#### DATA SECTION
BEGIN

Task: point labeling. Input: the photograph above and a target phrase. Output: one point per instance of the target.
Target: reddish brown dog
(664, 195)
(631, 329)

END
BEGIN

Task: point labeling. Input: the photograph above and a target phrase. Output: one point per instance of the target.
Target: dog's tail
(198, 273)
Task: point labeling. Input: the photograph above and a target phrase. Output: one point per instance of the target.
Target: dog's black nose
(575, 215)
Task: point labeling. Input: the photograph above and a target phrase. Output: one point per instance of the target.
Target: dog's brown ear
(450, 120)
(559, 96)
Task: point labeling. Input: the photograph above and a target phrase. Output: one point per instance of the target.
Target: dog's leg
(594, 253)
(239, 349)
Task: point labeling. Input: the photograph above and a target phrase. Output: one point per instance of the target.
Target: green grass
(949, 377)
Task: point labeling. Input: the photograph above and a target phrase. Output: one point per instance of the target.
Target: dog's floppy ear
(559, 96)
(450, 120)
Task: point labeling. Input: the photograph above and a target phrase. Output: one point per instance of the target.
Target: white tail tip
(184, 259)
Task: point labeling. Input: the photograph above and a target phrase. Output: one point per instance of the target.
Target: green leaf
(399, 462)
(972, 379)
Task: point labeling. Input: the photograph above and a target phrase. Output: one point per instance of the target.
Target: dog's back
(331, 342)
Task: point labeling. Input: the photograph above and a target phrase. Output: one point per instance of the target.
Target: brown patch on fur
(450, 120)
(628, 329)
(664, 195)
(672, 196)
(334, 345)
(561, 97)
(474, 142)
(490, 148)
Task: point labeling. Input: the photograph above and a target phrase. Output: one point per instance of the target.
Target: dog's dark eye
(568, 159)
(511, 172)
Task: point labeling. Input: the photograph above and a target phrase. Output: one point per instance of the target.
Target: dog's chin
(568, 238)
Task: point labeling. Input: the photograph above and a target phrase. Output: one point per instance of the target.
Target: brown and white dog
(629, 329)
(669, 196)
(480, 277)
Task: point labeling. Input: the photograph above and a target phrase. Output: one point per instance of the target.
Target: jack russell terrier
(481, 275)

END

#### TO BE DONE
Count the lines in the rows above that contain the string "tail", treating uppercase and lowercase as different. Reply with the number only.

#### RIGHT ANSWER
2